Report every line of the data below that contains the word "segment", copying each such line in full.

**Data shown**
:::::

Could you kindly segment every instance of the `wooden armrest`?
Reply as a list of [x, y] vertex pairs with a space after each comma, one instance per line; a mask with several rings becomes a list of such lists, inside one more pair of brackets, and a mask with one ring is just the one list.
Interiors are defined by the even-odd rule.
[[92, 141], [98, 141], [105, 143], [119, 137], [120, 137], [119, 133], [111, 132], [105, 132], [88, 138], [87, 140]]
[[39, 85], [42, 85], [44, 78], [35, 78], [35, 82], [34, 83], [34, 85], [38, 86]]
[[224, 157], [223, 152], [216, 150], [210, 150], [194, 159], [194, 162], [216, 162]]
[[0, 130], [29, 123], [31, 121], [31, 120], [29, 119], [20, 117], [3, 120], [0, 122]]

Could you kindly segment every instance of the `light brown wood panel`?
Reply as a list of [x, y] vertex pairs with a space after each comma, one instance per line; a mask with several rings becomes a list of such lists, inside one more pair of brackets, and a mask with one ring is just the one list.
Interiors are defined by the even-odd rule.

:::::

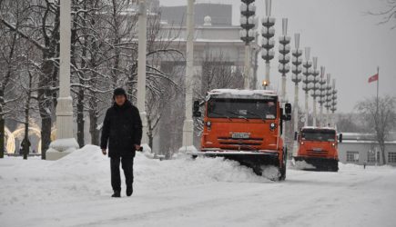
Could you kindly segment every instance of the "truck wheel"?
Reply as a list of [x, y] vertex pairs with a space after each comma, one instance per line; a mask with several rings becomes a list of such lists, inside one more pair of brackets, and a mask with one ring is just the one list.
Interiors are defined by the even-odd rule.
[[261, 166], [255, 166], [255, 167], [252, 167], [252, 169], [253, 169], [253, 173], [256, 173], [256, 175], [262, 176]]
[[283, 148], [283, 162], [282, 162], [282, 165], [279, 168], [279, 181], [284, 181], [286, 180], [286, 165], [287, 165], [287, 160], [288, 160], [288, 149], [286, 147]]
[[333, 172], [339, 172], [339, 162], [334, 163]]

:::::

**Result of this exercise**
Could you kindly segment every instance of the `wooden armrest`?
Could you kindly segment every instance of the `light brown wood panel`?
Could you kindly segment every instance of the "truck wheel"?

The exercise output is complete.